• _Entries provided_:

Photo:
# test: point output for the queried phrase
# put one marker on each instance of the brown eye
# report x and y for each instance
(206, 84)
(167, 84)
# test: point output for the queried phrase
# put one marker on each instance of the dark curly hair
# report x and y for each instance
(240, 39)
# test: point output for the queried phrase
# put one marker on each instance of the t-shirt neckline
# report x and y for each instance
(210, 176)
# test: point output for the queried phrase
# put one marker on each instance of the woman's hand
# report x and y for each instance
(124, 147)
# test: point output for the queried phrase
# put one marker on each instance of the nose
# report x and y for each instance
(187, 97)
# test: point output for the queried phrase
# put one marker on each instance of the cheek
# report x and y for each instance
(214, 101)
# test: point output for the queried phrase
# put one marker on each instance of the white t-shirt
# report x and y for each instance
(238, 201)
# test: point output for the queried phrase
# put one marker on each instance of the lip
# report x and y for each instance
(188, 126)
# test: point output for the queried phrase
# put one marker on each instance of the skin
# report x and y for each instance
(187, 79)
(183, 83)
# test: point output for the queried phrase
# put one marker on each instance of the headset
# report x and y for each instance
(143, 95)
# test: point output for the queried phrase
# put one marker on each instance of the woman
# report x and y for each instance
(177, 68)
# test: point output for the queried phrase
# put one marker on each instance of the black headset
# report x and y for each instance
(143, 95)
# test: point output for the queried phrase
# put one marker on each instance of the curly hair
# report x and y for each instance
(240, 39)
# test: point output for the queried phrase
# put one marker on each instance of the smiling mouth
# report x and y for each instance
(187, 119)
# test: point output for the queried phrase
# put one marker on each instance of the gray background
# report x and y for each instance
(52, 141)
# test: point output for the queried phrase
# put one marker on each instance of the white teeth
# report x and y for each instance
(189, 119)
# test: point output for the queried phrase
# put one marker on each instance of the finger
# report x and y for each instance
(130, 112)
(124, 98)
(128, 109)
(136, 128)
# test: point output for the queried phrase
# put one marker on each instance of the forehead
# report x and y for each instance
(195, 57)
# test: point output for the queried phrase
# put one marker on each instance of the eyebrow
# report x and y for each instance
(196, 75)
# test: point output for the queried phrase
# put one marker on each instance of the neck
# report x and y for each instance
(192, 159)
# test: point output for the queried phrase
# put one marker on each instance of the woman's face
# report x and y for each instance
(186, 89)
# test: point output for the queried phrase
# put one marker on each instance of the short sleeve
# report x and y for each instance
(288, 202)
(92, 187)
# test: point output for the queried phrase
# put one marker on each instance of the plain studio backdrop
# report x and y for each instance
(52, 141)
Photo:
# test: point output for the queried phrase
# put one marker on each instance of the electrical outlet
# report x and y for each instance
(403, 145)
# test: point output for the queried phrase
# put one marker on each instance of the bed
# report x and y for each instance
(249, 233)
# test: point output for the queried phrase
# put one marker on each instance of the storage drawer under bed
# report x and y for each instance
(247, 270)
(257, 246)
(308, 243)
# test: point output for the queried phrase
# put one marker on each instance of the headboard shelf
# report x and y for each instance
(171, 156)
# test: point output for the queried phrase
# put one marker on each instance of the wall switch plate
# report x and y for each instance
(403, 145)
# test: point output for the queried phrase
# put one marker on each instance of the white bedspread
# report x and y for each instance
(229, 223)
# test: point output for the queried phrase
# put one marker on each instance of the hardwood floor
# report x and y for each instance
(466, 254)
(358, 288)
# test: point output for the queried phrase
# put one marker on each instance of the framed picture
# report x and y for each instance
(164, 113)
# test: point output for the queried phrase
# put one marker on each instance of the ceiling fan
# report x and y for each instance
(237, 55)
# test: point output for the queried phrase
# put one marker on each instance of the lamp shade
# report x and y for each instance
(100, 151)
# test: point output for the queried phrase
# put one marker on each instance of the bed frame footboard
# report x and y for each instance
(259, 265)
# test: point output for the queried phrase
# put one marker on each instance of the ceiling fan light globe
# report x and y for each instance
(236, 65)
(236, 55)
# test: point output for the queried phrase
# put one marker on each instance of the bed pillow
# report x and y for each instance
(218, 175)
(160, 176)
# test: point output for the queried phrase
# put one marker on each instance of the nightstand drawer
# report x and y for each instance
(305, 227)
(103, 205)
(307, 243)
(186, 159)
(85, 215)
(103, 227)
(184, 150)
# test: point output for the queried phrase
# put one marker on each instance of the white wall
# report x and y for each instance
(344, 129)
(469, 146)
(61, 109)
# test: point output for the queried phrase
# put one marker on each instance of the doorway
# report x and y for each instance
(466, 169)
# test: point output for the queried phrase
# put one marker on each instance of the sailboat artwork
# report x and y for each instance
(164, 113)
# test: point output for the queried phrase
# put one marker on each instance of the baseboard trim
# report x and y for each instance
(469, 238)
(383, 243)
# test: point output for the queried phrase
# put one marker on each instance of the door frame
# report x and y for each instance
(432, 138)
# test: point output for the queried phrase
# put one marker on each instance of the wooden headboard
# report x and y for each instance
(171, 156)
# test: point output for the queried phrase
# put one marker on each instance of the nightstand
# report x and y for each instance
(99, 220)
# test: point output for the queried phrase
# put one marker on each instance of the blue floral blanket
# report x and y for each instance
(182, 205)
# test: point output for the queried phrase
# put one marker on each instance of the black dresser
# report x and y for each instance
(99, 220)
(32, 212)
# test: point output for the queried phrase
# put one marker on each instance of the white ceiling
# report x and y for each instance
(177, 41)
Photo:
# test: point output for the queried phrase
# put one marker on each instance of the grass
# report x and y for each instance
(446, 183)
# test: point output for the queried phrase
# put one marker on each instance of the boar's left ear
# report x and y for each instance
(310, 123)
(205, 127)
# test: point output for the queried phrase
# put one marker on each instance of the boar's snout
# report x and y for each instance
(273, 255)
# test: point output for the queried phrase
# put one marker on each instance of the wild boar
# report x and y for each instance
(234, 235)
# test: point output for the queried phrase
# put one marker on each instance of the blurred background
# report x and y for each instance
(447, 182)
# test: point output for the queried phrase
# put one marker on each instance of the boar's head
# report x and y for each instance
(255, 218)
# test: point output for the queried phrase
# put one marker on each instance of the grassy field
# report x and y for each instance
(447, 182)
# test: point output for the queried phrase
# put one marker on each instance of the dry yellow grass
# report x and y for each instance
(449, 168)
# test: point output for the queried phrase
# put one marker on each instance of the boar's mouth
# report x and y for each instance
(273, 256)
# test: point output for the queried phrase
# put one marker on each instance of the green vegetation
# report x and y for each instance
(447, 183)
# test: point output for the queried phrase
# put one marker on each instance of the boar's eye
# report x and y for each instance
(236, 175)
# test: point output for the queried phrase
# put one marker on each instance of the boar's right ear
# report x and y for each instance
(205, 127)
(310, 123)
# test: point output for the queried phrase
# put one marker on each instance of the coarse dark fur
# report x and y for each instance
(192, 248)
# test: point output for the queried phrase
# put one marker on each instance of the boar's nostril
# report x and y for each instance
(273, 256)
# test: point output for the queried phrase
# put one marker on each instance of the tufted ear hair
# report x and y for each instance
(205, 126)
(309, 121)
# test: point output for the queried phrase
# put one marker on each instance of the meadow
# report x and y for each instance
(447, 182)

• _Your objective_: The records above must each be restated exactly as they stand.

• _Result of the task_:
Photo:
# test: point output for the queried phrase
# put one marker on each instance of the brown eye
# report x and y for each instance
(206, 84)
(167, 84)
# test: point output for the queried phrase
# put one marker on each instance of the dark curly hair
# report x and y for each instance
(240, 39)
# test: point output for the queried phrase
# put one marker on each instance of the t-shirt neckline
# report x and y for each instance
(210, 176)
# test: point output for the queried phrase
# put one marker on each instance of the woman's hand
# report x and y for each instance
(124, 147)
# test: point output for the queried phrase
# put one marker on each instance of the nose
# report x and y for each instance
(187, 97)
# test: point output for the queried phrase
# put one marker on each instance of the cheek
# report x and y for each instance
(214, 101)
# test: point output for the queried phrase
# put one marker on each instance of the white t-shirt
# report x and y for each instance
(238, 201)
# test: point output for the queried phrase
# put one marker on each instance of the lip
# report x and y for each instance
(188, 126)
# test: point output for the queried phrase
# put one marker on each instance of the skin
# report x and y for each instance
(187, 79)
(183, 83)
# test: point output for the queried phrase
# put one marker on each instance of the headset
# report x and y for each instance
(143, 95)
# test: point output for the queried phrase
# put one marker on each instance of the woman
# report x and y for each instance
(177, 68)
# test: point output for the queried phrase
# put one marker on each instance of the black headset
# report x and y for each instance
(143, 95)
# test: point output for the queried phrase
# put one marker on each instance of the curly hair
# report x and y for each instance
(240, 39)
# test: point output for the queried phrase
# put one marker on each instance of the smiling mouth
# report x and y for each instance
(187, 119)
# test: point output for the queried phrase
# put one marker on each instance of the gray background
# report x and y for each instance
(52, 141)
# test: point output for the queried phrase
# put one marker on each instance of the white teeth
# report x and y for each instance
(189, 119)
# test: point output for the queried phrase
# put one marker on each instance of the finger
# report x and y for each instance
(130, 112)
(124, 98)
(128, 109)
(136, 128)
# test: point output for the queried phrase
# put one marker on each instance of the forehead
# report x and y for each instance
(195, 57)
# test: point output for the queried phrase
# put one marker on each instance of the eyebrow
# report x and y for each instance
(196, 75)
# test: point output for the queried phrase
# put one marker on each instance of the neck
# report x and y for each instance
(192, 159)
# test: point output for the queried phrase
# put one marker on each instance of the woman's face
# report x and y for each instance
(186, 89)
# test: point output for the queried phrase
# put one marker on each instance of the short sleeve
# report x and y for each instance
(288, 202)
(92, 187)
# test: point output for the queried phrase
# put one marker on each instance of the plain studio backdrop
# report x and y for each instance
(52, 141)
Photo:
# test: point output for the queried phrase
# put one marker on each instance of the electrical outlet
# report x and y for each instance
(403, 145)
# test: point output for the queried phrase
# put one marker on each instance of the bed
# report x and y for each instance
(249, 233)
# test: point output for the queried phrase
# put one marker on each instance of the storage drawer under bed
# report x and y for each instance
(247, 270)
(257, 246)
(308, 243)
# test: point output for the queried phrase
# put one marker on each instance of the headboard shelf
# report x and y for each instance
(171, 156)
# test: point output for the queried phrase
# put one marker on each instance of the wall switch plate
# report x and y for each instance
(403, 145)
# test: point output for the queried phrase
# put one marker on each instance of the white bedspread
# report x and y for each instance
(229, 223)
# test: point output for the queried phrase
# put one marker on each instance of the hardwood floor
# report x and y for each instance
(466, 254)
(358, 288)
# test: point output for the queried phrase
# put one marker on each instance of the framed picture
# report x and y for each instance
(164, 113)
# test: point output for the queried phrase
# put one marker on each instance of the ceiling fan
# report x and y for each instance
(237, 55)
# test: point output for the queried phrase
# put one marker on each instance of the lamp shade
# report x and y for each instance
(100, 151)
# test: point output for the queried phrase
# put one marker on each instance of the bed frame footboard
# report x and y for each instance
(259, 265)
# test: point output for the queried phrase
# put one marker on each instance of the ceiling fan light globe
# report x and y for each instance
(236, 65)
(236, 55)
# test: point output for the queried phrase
# put one marker on each instance of the bed pillow
# report x and y for each instance
(218, 175)
(160, 176)
# test: point output for the queried phrase
# put one marker on each instance of the nightstand drawer
# report x and y for each instance
(305, 227)
(103, 205)
(307, 243)
(186, 159)
(85, 215)
(103, 227)
(184, 150)
# test: point output for the queried phrase
# put one marker on each instance of the white wall
# report x and y for each instance
(344, 129)
(469, 146)
(61, 109)
# test: point output for the queried phrase
# put one marker on each instance of the doorway
# report x and y for each instance
(466, 169)
# test: point output for the queried phrase
# put one marker on each instance of the sailboat artwork
# report x and y for each instance
(164, 113)
# test: point output for the queried phrase
# put one marker on each instance of the baseboard trim
# report x and y for each instance
(469, 238)
(383, 243)
# test: point output for the queried phrase
# put one marker on each instance of the door frame
# report x and y for each instance
(432, 138)
# test: point output for the queried phrase
# put one marker on each instance of the wooden headboard
# report x and y for each instance
(171, 156)
# test: point output for the queried phrase
# put one marker on each instance of the nightstand
# report x and y for each instance
(99, 220)
# test: point output for the queried phrase
# put one marker on each instance of the blue floral blanket
# report x and y for each instance
(182, 205)
# test: point output for the queried phrase
# put one marker on each instance of the black dresser
# report x and y for each instance
(99, 220)
(32, 212)
# test: point output for the queried phrase
# put one marker on each instance of the white ceiling
# report x and y for each instance
(177, 41)
Photo:
# test: point output for the queried phrase
# put one marker on each instance of the grass
# report x and y for each instance
(446, 183)
# test: point output for the queried phrase
# put one marker on each instance of the boar's left ear
# report x and y for each instance
(310, 123)
(205, 127)
# test: point output for the queried phrase
# put one marker on each instance of the boar's snout
# report x and y for each instance
(273, 255)
# test: point output for the queried phrase
# put one marker on each instance of the wild boar
# report x and y for each instance
(234, 235)
# test: point output for the queried phrase
# put one marker on each instance of the blurred background
# report x and y for each instance
(447, 182)
# test: point output for the queried phrase
# put one marker on each instance of the boar's head
# report x and y for each instance
(255, 218)
# test: point output for the queried phrase
# put one marker on each instance of the grassy field
# report x and y for each instance
(447, 182)
# test: point output for the queried phrase
# put one marker on each instance of the dry yellow grass
# report x and y for each instance
(449, 168)
# test: point output for the queried phrase
# put one marker on each instance of the boar's mouth
# report x and y for each instance
(273, 256)
# test: point output for the queried phrase
# put one marker on each instance of the green vegetation
# report x and y for each instance
(447, 183)
# test: point output for the queried phrase
# put one marker on each instance of the boar's eye
# report x and y for each instance
(236, 175)
# test: point output for the queried phrase
# put one marker on each instance of the boar's right ear
# report x and y for each instance
(205, 127)
(310, 123)
# test: point output for the queried phrase
# put one marker on each instance of the coarse dark fur
# report x and y for each instance
(192, 248)
# test: point output for the queried phrase
# put one marker on each instance of the boar's nostril
# report x and y for each instance
(273, 256)
# test: point output for the queried phrase
# put one marker on each instance of the tufted ear hair
# report x and y for each instance
(205, 126)
(309, 121)
# test: point output for the queried phrase
# put one marker on each instance of the meadow
# report x and y for each instance
(447, 182)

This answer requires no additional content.